[To be done]
Convert all of the records below into a Markdown table with two columns, Row and Line, numbering the rows in order and placing each line's text beside its number. Leave out any blank lines.

------

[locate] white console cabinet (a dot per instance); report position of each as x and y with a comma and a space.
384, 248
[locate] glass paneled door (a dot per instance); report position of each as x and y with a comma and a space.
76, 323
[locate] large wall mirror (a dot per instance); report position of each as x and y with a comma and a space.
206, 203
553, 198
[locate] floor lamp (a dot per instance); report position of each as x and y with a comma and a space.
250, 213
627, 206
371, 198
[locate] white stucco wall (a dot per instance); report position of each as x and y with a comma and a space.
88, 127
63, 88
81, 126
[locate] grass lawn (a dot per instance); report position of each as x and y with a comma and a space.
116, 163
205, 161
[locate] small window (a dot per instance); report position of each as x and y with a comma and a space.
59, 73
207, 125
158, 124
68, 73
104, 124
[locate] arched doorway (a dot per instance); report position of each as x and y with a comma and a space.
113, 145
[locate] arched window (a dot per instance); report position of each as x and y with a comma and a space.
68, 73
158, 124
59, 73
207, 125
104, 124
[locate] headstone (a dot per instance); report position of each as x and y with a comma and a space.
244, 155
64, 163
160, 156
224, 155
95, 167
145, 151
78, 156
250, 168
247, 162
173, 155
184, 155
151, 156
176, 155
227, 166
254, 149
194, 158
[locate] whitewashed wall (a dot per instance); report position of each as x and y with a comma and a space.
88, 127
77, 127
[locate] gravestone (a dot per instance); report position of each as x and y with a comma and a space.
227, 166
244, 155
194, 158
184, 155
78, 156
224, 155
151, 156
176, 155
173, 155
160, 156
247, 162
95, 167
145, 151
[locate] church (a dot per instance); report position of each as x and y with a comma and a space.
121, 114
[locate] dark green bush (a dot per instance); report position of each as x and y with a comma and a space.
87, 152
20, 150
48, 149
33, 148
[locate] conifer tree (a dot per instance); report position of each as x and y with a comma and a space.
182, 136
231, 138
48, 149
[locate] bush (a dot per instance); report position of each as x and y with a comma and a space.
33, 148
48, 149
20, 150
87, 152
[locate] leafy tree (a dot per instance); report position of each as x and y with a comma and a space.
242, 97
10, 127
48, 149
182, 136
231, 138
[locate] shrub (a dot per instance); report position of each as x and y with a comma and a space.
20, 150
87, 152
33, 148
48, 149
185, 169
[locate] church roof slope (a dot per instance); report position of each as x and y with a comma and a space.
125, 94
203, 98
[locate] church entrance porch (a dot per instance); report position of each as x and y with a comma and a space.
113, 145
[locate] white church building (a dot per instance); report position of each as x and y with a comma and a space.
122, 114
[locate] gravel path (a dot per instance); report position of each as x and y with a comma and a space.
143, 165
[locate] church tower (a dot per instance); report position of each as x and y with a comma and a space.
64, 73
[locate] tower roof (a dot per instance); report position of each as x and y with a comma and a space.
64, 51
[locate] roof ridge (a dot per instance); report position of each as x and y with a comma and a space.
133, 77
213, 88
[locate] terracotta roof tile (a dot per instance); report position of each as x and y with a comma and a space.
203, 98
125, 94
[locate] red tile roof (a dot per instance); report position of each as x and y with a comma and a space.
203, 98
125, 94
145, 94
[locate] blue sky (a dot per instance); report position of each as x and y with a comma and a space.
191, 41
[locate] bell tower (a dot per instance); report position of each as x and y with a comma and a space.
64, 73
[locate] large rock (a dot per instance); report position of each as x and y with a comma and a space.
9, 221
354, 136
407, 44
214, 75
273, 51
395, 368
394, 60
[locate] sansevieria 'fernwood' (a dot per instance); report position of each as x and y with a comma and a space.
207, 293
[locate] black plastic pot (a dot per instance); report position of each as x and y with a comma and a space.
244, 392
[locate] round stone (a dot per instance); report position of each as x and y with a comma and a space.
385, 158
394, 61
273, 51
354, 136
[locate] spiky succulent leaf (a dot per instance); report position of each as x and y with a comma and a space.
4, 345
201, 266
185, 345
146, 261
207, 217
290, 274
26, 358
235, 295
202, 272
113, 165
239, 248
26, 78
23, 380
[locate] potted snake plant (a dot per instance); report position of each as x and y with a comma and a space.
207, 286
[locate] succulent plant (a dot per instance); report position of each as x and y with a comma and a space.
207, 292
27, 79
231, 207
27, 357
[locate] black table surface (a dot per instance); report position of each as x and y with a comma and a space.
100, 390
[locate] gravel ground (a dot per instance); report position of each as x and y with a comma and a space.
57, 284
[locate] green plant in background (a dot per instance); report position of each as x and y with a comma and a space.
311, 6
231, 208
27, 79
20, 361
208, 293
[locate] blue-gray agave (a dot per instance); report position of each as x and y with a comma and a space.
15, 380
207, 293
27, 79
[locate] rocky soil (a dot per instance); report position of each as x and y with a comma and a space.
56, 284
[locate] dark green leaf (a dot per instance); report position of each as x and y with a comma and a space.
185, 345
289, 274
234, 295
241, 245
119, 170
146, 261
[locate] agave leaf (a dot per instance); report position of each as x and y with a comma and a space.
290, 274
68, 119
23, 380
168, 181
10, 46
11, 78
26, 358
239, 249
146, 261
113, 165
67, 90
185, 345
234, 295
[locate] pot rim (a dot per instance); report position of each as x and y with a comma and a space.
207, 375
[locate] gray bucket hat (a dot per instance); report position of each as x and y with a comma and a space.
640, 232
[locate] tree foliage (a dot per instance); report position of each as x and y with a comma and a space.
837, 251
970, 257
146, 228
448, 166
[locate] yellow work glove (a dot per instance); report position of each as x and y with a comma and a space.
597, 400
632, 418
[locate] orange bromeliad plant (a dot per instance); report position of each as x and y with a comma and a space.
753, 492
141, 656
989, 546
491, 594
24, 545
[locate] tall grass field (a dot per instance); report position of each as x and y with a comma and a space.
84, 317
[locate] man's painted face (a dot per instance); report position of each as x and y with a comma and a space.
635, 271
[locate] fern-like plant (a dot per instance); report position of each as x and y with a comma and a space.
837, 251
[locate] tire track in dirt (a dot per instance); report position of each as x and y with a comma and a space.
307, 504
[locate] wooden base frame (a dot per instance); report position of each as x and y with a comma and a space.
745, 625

------

[Output]
| Row | Line |
|---|---|
| 1 | [locate] white console cabinet (a dot per instance); report position of each as x and y with a comma and a space. |
| 2 | 384, 248 |
| 3 | [locate] glass paneled door (a dot per instance); report position of each as x and y with a comma and a space. |
| 4 | 76, 323 |
| 5 | [locate] large wall mirror (a dot per instance); report position of each as x and y with a comma and a space. |
| 6 | 206, 203 |
| 7 | 553, 198 |
| 8 | [locate] floor lamp (a dot per instance); report position of each as x and y with a comma and a space. |
| 9 | 250, 213 |
| 10 | 627, 206 |
| 11 | 371, 198 |
| 12 | [locate] white stucco wall (a dot per instance); report position of each as x and y with a comma and a space. |
| 13 | 88, 127 |
| 14 | 63, 88 |
| 15 | 81, 126 |
| 16 | [locate] grass lawn (a dot per instance); report position of each as x and y with a comma and a space. |
| 17 | 116, 163 |
| 18 | 205, 161 |
| 19 | [locate] small window (a dot per instance); report position of each as x and y with a comma and a space. |
| 20 | 59, 73 |
| 21 | 207, 125 |
| 22 | 158, 124 |
| 23 | 68, 73 |
| 24 | 104, 124 |
| 25 | [locate] arched doorway (a dot per instance); report position of each as x and y with a comma and a space. |
| 26 | 113, 145 |
| 27 | [locate] arched window (a dot per instance); report position of each as x and y with a comma and a space. |
| 28 | 68, 73 |
| 29 | 158, 124 |
| 30 | 59, 73 |
| 31 | 207, 125 |
| 32 | 104, 124 |
| 33 | [locate] headstone (a dot per instance); report position of each as x and y with a comma and a space. |
| 34 | 244, 155 |
| 35 | 64, 163 |
| 36 | 160, 156 |
| 37 | 224, 155 |
| 38 | 95, 167 |
| 39 | 145, 151 |
| 40 | 78, 156 |
| 41 | 250, 168 |
| 42 | 247, 162 |
| 43 | 173, 155 |
| 44 | 184, 155 |
| 45 | 151, 156 |
| 46 | 176, 155 |
| 47 | 227, 166 |
| 48 | 254, 149 |
| 49 | 194, 158 |
| 50 | [locate] whitewashed wall (a dot per instance); report position of each as x and y with a comma and a space. |
| 51 | 88, 127 |
| 52 | 77, 127 |
| 53 | [locate] gravestone (a dot per instance); report position of each as x and y with a comma and a space. |
| 54 | 227, 166 |
| 55 | 244, 155 |
| 56 | 194, 158 |
| 57 | 184, 155 |
| 58 | 78, 156 |
| 59 | 224, 155 |
| 60 | 151, 156 |
| 61 | 176, 155 |
| 62 | 173, 155 |
| 63 | 160, 156 |
| 64 | 247, 162 |
| 65 | 95, 167 |
| 66 | 145, 151 |
| 67 | [locate] church (a dot per instance); report position of each as x and y with a comma and a space. |
| 68 | 121, 114 |
| 69 | [locate] dark green bush (a dot per instance); report position of each as x and y with a comma and a space. |
| 70 | 87, 152 |
| 71 | 20, 150 |
| 72 | 48, 149 |
| 73 | 33, 148 |
| 74 | [locate] conifer tree (a dot per instance); report position of each as x and y with a comma and a space. |
| 75 | 182, 136 |
| 76 | 231, 138 |
| 77 | 48, 149 |
| 78 | [locate] bush (a dot per instance); report position of each as x and y with a comma and a space. |
| 79 | 33, 148 |
| 80 | 48, 149 |
| 81 | 20, 150 |
| 82 | 87, 152 |
| 83 | [locate] leafy tree (a dot per instance); report position of each as x and y with a comma and a space. |
| 84 | 242, 97 |
| 85 | 10, 127 |
| 86 | 48, 149 |
| 87 | 182, 136 |
| 88 | 231, 138 |
| 89 | [locate] shrub (a dot per instance); report position of each as x and y with a comma and a space. |
| 90 | 20, 150 |
| 91 | 87, 152 |
| 92 | 33, 148 |
| 93 | 48, 149 |
| 94 | 185, 169 |
| 95 | [locate] church roof slope (a dot per instance); report position of each as x and y with a comma and a space. |
| 96 | 125, 94 |
| 97 | 203, 98 |
| 98 | [locate] church entrance porch (a dot per instance); report position of each as x and y with a comma and a space. |
| 99 | 113, 145 |
| 100 | [locate] white church building (a dot per instance); report position of each as x and y with a comma and a space. |
| 101 | 122, 114 |
| 102 | [locate] gravel path (a dot per instance); report position of each as x and y with a comma and a space. |
| 103 | 143, 165 |
| 104 | [locate] church tower (a dot per instance); report position of each as x and y with a comma and a space. |
| 105 | 64, 73 |
| 106 | [locate] tower roof (a dot per instance); report position of each as x and y with a comma and a space. |
| 107 | 64, 51 |
| 108 | [locate] roof ridge (a dot per instance); report position of each as x and y with a comma and a space. |
| 109 | 133, 77 |
| 110 | 213, 88 |
| 111 | [locate] terracotta roof tile (a dot per instance); report position of each as x and y with a comma and a space. |
| 112 | 203, 98 |
| 113 | 125, 94 |
| 114 | [locate] red tile roof (a dot per instance); report position of each as x and y with a comma and a space. |
| 115 | 203, 98 |
| 116 | 125, 94 |
| 117 | 145, 94 |
| 118 | [locate] blue sky (a dot per instance); report position of each as x and y with a comma and a space. |
| 119 | 191, 41 |
| 120 | [locate] bell tower (a dot per instance); report position of each as x and y with a comma and a space. |
| 121 | 64, 73 |
| 122 | [locate] large rock (a dot per instance); report position of each as x and y with a comma and a space. |
| 123 | 9, 221 |
| 124 | 354, 136 |
| 125 | 407, 44 |
| 126 | 214, 75 |
| 127 | 273, 51 |
| 128 | 395, 368 |
| 129 | 394, 60 |
| 130 | [locate] sansevieria 'fernwood' (a dot per instance); report position of each as x and y with a comma and a space. |
| 131 | 207, 293 |
| 132 | [locate] black plastic pot (a dot per instance); report position of each as x and y with a comma and a space. |
| 133 | 244, 392 |
| 134 | [locate] round stone (a dot per instance); report position of each as x and y with a comma and a space. |
| 135 | 385, 158 |
| 136 | 394, 61 |
| 137 | 273, 51 |
| 138 | 354, 136 |
| 139 | [locate] spiky succulent leaf (a dot per instance); report position of each as x and y with a comma and a space. |
| 140 | 4, 345 |
| 141 | 201, 266 |
| 142 | 185, 345 |
| 143 | 146, 261 |
| 144 | 207, 217 |
| 145 | 290, 274 |
| 146 | 26, 358 |
| 147 | 235, 295 |
| 148 | 202, 272 |
| 149 | 113, 165 |
| 150 | 239, 248 |
| 151 | 26, 78 |
| 152 | 23, 380 |
| 153 | [locate] potted snake plant (a dot per instance); report position of each as x and y with a comma and a space. |
| 154 | 207, 286 |
| 155 | [locate] succulent plant (a dot per instance); report position of each as x and y with a comma and a space. |
| 156 | 207, 292 |
| 157 | 27, 79 |
| 158 | 231, 207 |
| 159 | 27, 357 |
| 160 | [locate] black table surface (a dot per instance); report position of each as x and y with a comma and a space. |
| 161 | 100, 390 |
| 162 | [locate] gravel ground (a dot per instance); report position of each as x and y with a comma and a space. |
| 163 | 57, 284 |
| 164 | [locate] green plant in background (a dot per instance); report position of each as x and y with a comma and a space. |
| 165 | 311, 6 |
| 166 | 231, 208 |
| 167 | 27, 79 |
| 168 | 20, 361 |
| 169 | 208, 293 |
| 170 | [locate] blue-gray agave (a dot per instance); report position of each as x and y with a comma and a space. |
| 171 | 15, 380 |
| 172 | 207, 293 |
| 173 | 27, 79 |
| 174 | [locate] rocky soil (a dot per instance); report position of each as x and y with a comma and a space. |
| 175 | 56, 284 |
| 176 | [locate] dark green leaf (a dot per instance); report position of each as x and y with a comma and a space. |
| 177 | 185, 345 |
| 178 | 289, 274 |
| 179 | 234, 295 |
| 180 | 241, 245 |
| 181 | 119, 170 |
| 182 | 146, 261 |
| 183 | [locate] agave leaf (a dot per instance); report position of each as x and y with a comma and a space. |
| 184 | 290, 274 |
| 185 | 68, 119 |
| 186 | 23, 380 |
| 187 | 168, 181 |
| 188 | 10, 46 |
| 189 | 11, 78 |
| 190 | 26, 358 |
| 191 | 239, 249 |
| 192 | 146, 261 |
| 193 | 113, 165 |
| 194 | 67, 90 |
| 195 | 185, 345 |
| 196 | 234, 295 |
| 197 | [locate] pot rim (a dot per instance); report position of each as x and y with a comma and a space. |
| 198 | 207, 375 |
| 199 | [locate] gray bucket hat (a dot per instance); report position of each as x and y with a comma and a space. |
| 200 | 640, 232 |
| 201 | [locate] tree foliage (a dot per instance); report position of each as x and y with a comma and a space. |
| 202 | 837, 251 |
| 203 | 970, 257 |
| 204 | 146, 228 |
| 205 | 448, 166 |
| 206 | [locate] yellow work glove (a dot per instance); report position of each as x and y with a comma and a space. |
| 207 | 597, 400 |
| 208 | 632, 418 |
| 209 | [locate] orange bromeliad plant (a dot per instance); report position of each as x and y with a comma and a space. |
| 210 | 753, 492 |
| 211 | 141, 656 |
| 212 | 989, 546 |
| 213 | 491, 594 |
| 214 | 24, 545 |
| 215 | [locate] tall grass field (a dot per instance); report position of each as x and y with a comma and a space. |
| 216 | 84, 317 |
| 217 | [locate] man's painted face (a dot per instance); report position of each as x and y with a comma and a space. |
| 218 | 635, 271 |
| 219 | [locate] fern-like plant (a dot per instance); report position of each as x and y with a comma and a space. |
| 220 | 837, 251 |
| 221 | [locate] tire track in dirt (a dot per instance); report position of each as x and y with a comma and a space. |
| 222 | 307, 504 |
| 223 | [locate] wooden base frame (a dot per instance); report position of each as x and y with a comma and a space. |
| 224 | 745, 625 |